PROBLEM 1: Show every line of the listing that contains the string "target", copying each such line in full. Case counts when matching.

TEXT SEGMENT:
The firmness in barley prices comes in spite of international commentary suggesting barley prices remain overheated in relation to other grains.

Mr Whitelaw said there was merit in that comment.

“In terms of use in rations for animals such as pigs and poultry then we would recommend you left it out, the nutritional value you are getting per dollar compared to wheat does not stack up,” he said.

However he did not see prices falling.

“You’ve strong demand both from the domestic market and from China and that is likely to keep prices at a similar range.

“For some, it will just be a matter of what is available to get them through as they will need to buy more grain before any new crop comes on line, having been buying hand to mouth.

Richard Perkins, Market Check, said easily available stocks of feed barley had been sold already.

“An exporter is not going to find easy parcels ready to go, there may be barley still on-farm but in general it is not going to be simple to get hold of,” Mr Perkins said.

“We’re very close with what has been exported and what is booked on the stem to having barley sold out.”

Market Check data shows that the vast majority of barley available for export has already gone.

“Prices are more competitive for exporters in the south where there isn’t as strong a domestic demand but many farmers will now decide to hang on to any unsold grain as a drought hedge, whether for their own livestock or to see if there is a strong drought premium through the growing season,” Mr Perkins said.

With a true autumn break yet to arrive livestock producers in colder areas are resigned to a longer period of feeding as pastures will struggle to generate meaningful feed before winter dormancy sets in.

Mr Perkins said all this meant barley was likely to stay at current levels pricewise.

“With the dry conditions and the continued demand I can’t see the price cooling too much, even if there is a good northern hemisphere coarse grain harvest as Australian supplies will be running low until our new crop comes on board.”

Mr Whitelaw said it was not just barley values that had appreciated this year.

“Sorghum values are very strong.”

Looking towards new crop Mr Whitelaw said there could be a drop in price if there was a large swing into barley.

There are rumblings there will be a large barley plant this year, both due to the good price on offer at present and due to the fact it is a crop that can handle dry conditions.

“If you’re putting it in for agronomic reasons, fine, but you’d be worried if people were chasing the price.”

DATA SUPPLIED:
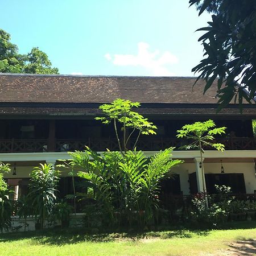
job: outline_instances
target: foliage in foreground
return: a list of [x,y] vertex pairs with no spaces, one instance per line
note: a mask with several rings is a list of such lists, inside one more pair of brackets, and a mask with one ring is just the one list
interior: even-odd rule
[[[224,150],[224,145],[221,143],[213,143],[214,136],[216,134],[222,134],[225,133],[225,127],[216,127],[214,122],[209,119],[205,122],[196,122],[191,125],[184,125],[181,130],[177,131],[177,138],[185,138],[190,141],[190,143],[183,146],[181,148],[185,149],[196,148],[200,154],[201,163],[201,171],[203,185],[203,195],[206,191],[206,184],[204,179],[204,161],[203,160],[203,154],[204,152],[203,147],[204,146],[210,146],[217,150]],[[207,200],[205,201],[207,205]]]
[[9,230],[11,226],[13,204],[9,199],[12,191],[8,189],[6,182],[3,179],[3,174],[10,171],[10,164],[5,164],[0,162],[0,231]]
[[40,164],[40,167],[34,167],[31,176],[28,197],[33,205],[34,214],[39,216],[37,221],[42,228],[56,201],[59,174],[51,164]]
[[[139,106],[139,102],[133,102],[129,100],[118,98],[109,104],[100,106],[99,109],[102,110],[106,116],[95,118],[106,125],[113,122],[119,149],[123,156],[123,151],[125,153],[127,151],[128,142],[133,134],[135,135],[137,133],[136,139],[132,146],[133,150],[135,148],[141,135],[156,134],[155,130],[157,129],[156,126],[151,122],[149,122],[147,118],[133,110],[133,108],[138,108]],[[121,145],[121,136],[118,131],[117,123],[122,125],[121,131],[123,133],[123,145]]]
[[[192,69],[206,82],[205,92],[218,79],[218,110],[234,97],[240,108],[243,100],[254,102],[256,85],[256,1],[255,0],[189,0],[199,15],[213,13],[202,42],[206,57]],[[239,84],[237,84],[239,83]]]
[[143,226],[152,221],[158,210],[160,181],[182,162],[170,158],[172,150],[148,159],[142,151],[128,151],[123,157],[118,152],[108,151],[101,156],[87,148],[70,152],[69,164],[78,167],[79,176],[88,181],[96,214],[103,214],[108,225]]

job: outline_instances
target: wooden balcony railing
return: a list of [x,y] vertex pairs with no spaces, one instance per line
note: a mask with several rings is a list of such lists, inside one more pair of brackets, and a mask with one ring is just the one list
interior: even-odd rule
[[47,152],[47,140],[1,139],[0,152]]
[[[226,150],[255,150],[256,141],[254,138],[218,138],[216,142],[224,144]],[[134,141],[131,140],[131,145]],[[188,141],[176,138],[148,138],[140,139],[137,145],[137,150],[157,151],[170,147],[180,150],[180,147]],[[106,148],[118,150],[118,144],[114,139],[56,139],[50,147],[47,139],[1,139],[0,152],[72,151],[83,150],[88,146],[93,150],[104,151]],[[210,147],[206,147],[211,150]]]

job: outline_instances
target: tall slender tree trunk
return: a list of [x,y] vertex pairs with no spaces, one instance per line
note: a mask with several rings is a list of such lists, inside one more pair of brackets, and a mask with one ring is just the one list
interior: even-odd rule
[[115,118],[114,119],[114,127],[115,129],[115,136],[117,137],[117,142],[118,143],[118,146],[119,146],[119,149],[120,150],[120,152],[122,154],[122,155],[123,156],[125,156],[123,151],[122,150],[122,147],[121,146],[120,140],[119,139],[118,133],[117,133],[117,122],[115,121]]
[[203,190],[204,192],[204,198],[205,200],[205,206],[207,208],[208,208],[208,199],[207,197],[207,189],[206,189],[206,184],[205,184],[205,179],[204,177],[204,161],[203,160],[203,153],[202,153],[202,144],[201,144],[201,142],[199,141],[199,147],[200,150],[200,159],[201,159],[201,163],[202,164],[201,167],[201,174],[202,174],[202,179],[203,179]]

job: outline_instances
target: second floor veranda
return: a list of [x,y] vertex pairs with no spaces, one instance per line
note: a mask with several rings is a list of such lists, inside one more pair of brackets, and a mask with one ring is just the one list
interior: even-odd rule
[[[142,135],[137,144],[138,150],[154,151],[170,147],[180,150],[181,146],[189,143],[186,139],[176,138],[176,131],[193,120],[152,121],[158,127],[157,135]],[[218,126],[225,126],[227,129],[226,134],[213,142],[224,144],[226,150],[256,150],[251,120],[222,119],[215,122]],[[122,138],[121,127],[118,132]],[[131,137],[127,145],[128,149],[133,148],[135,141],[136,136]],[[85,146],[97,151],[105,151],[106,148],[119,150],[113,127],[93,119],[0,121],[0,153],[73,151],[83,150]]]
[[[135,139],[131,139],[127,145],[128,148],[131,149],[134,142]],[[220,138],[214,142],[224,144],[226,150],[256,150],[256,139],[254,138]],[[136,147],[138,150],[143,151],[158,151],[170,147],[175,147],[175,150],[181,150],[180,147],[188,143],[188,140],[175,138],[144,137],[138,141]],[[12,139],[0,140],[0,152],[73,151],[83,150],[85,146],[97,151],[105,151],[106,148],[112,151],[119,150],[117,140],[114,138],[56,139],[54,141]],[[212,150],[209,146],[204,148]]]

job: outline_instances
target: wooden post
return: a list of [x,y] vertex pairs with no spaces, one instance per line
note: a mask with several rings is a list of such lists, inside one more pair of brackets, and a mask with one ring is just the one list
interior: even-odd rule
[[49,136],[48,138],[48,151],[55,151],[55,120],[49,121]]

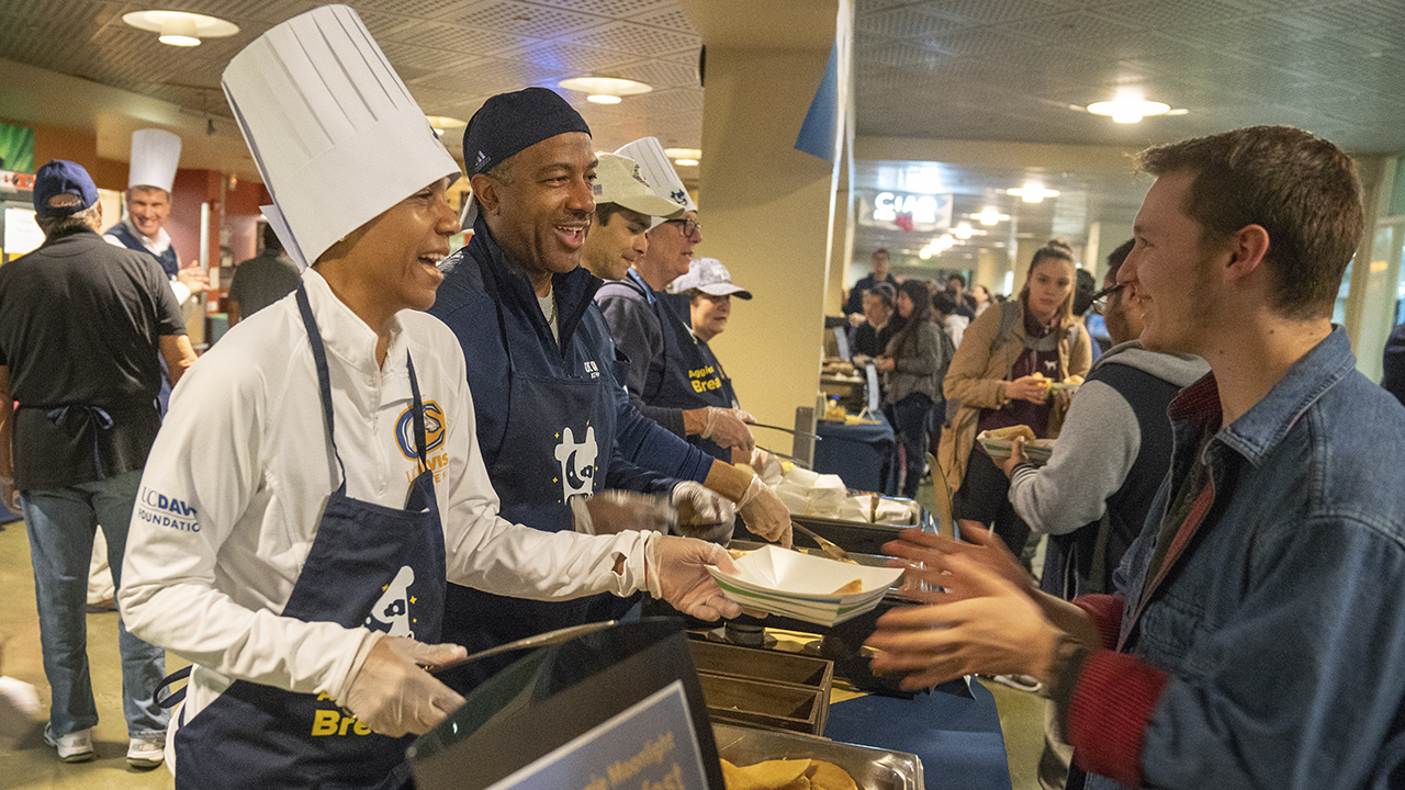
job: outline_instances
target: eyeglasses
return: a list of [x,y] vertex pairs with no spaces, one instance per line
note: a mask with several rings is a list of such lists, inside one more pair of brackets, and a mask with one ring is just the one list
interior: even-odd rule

PROBLEM 2: List each grain that the barley prices article names specifically.

CORRECT RESPONSE 1:
target: foliage in foreground
target: wooden balcony railing
target: tall slender tree trunk
target: second floor veranda
target: wooden post
target: eyeglasses

CORRECT RESPONSE 2: Barley, wheat, sorghum